### Instructions to follow
Rewrite the stretch of the data from the line that contains "For every instance of the dark" through the line that contains "For every instance of the doorway" as a Markdown table with the columns Row and Line, numbering each line and leaving out any blank lines.

### Exercise material
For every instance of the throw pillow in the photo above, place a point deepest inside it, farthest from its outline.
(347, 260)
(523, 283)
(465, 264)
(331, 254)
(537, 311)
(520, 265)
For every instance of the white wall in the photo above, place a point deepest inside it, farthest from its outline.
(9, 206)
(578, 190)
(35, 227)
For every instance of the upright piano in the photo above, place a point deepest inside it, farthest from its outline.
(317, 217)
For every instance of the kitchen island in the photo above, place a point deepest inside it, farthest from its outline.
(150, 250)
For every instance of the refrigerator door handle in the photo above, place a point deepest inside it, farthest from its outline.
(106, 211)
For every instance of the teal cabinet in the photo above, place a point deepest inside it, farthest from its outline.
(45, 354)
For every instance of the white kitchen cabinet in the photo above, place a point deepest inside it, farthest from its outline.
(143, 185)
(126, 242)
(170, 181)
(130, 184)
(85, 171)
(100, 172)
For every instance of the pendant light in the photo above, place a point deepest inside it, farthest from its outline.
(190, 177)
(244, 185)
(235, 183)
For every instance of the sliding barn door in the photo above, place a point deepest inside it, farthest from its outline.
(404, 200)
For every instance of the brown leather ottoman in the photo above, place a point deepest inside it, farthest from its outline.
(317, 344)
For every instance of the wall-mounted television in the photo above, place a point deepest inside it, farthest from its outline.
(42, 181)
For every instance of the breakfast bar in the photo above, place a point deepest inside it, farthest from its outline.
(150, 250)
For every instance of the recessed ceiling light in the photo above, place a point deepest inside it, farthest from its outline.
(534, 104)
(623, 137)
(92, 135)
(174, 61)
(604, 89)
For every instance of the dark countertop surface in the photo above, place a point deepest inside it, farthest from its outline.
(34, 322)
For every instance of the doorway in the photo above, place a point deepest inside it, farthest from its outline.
==
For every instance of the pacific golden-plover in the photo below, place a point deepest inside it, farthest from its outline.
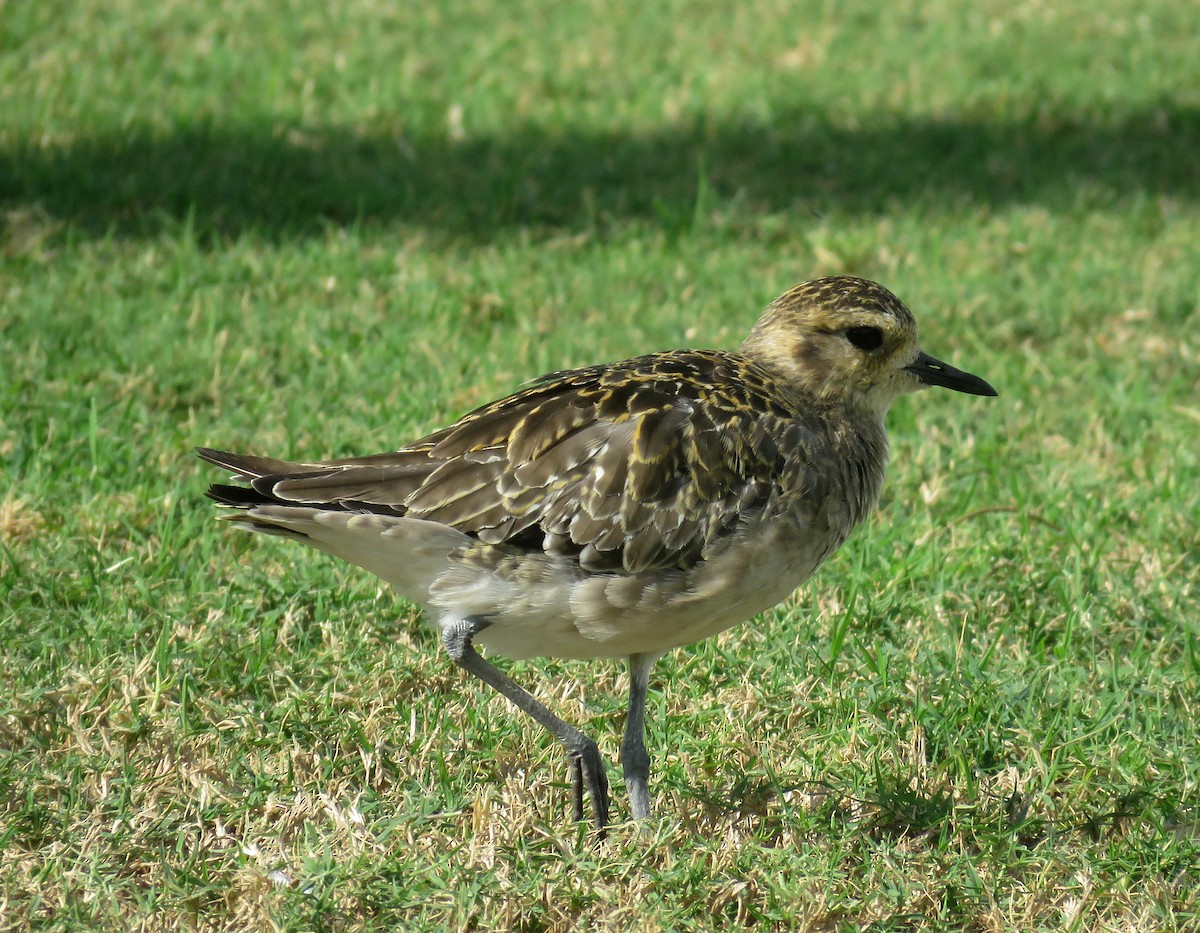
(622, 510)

### Task solution
| Row | Line |
|---|---|
| 1 | For every instance of the dark countertop surface in the photo above, place a point deepest inside it, farthest from its outline. |
| 2 | (34, 322) |
| 3 | For every instance of the doorway in the photo above, place a point deepest inside it, farthest from its outline. |